--- DATA PROVIDED ---
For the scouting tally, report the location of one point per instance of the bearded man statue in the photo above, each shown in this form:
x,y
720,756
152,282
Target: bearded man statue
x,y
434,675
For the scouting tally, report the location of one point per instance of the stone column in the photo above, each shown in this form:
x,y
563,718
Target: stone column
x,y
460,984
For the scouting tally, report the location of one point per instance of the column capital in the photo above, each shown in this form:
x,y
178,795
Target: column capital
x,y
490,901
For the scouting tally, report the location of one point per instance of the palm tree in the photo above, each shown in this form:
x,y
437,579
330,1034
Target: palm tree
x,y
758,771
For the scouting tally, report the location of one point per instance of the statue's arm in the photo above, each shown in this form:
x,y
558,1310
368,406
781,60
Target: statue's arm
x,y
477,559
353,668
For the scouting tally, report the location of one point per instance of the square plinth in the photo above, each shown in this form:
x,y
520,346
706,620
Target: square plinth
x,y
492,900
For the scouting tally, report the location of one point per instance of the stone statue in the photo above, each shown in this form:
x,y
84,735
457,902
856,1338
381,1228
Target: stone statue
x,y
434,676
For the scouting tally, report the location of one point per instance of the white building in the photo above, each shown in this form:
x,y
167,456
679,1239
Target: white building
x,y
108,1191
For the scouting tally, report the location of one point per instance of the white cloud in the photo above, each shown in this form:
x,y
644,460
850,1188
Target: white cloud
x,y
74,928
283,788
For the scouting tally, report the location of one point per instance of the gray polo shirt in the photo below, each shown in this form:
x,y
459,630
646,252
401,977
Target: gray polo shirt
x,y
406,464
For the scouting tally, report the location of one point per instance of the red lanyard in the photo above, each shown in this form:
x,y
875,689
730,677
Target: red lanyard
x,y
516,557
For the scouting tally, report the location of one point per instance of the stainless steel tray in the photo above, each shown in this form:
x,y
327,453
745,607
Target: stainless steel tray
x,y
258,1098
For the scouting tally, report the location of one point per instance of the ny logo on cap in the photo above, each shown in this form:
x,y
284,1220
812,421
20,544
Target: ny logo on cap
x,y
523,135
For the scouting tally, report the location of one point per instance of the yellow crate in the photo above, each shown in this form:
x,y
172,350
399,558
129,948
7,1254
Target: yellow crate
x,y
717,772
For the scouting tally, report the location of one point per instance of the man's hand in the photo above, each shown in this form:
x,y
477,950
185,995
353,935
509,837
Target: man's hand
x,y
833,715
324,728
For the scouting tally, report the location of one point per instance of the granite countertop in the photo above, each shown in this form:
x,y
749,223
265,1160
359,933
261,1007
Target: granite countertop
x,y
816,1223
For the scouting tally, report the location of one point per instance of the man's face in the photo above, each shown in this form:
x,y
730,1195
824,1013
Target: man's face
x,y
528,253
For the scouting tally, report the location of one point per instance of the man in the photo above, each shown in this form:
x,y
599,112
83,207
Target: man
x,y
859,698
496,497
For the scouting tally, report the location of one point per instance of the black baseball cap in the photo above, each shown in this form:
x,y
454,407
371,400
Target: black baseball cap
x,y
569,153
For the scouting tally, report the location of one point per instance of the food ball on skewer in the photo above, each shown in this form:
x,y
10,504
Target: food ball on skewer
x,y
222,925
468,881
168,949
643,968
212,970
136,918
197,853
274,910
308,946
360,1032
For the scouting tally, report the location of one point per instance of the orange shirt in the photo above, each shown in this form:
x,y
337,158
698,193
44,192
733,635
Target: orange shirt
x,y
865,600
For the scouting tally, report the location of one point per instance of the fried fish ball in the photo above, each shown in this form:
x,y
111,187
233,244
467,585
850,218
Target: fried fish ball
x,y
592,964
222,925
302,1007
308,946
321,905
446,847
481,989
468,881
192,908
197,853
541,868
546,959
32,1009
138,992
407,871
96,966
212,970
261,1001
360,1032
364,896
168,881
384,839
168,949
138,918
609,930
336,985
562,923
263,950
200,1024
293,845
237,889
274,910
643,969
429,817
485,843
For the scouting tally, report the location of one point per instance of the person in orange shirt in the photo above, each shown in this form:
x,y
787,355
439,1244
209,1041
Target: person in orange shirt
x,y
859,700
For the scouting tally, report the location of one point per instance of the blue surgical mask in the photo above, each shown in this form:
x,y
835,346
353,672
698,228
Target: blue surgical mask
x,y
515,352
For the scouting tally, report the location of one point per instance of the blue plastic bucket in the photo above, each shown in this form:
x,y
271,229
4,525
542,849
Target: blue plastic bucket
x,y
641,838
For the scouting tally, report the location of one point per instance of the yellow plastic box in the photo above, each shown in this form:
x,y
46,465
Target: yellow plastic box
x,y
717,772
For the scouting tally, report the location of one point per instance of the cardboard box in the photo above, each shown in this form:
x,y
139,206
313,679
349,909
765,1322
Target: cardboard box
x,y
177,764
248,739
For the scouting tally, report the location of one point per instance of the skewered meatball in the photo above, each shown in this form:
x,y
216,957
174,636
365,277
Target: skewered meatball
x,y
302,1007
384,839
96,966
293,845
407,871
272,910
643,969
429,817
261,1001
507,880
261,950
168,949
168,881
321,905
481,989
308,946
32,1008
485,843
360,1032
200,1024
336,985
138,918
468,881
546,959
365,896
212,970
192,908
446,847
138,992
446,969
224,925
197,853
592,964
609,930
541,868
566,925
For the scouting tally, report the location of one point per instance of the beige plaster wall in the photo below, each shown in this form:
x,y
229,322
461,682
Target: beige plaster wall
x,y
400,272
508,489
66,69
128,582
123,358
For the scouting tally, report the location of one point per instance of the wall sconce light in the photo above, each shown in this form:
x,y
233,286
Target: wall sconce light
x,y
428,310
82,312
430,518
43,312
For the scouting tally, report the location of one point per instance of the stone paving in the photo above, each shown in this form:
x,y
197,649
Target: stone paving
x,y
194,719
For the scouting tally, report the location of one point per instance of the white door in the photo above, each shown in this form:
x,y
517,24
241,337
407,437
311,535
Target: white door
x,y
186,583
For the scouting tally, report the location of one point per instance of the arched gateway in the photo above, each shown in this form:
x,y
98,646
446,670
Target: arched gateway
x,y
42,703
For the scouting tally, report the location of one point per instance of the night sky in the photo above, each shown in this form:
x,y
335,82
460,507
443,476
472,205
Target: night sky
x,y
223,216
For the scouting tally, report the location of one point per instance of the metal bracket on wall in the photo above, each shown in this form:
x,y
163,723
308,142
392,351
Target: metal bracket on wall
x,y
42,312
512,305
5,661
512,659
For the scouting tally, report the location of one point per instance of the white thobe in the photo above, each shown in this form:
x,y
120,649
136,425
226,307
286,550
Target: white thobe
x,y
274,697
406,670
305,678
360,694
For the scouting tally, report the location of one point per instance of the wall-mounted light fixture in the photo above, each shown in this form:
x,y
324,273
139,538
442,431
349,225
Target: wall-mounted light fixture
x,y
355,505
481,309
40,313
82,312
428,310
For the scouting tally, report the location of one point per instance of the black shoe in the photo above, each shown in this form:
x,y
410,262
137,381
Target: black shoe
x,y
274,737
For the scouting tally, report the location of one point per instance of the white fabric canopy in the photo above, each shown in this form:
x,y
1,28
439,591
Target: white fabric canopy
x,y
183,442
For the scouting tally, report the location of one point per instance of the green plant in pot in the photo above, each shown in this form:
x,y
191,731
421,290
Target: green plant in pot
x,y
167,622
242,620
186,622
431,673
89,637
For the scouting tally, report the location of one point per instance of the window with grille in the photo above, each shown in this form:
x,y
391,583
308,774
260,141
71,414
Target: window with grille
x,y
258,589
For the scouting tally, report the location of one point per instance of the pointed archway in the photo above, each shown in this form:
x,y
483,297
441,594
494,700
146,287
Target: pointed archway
---
▸ **WORK INSTRUCTIONS**
Quote every line from the line containing "the white fabric" through the closing line of the listing, including both.

▸ **EXERCISE RESULT**
For the scouting tally, report the location of one point per instance of the white fabric canopy in the photo above, each shown in this form:
x,y
1,28
439,591
Target: white fabric canopy
x,y
183,442
For the scouting tally, report the location of one point per instance of the green plant in pot in the photo above, each shown in this form:
x,y
191,731
421,290
Target: green plant in pot
x,y
167,622
242,620
186,622
431,673
89,637
For the scouting tally, report the location of one point per instance of the window with grille in the photo above, each shown in this form:
x,y
391,583
308,774
260,141
71,414
Target: window with grille
x,y
258,589
For the scouting tally, report the location of one point per instance of the pointed archway in the photo above, each shown in this form:
x,y
483,297
441,594
494,700
146,287
Target: pointed archway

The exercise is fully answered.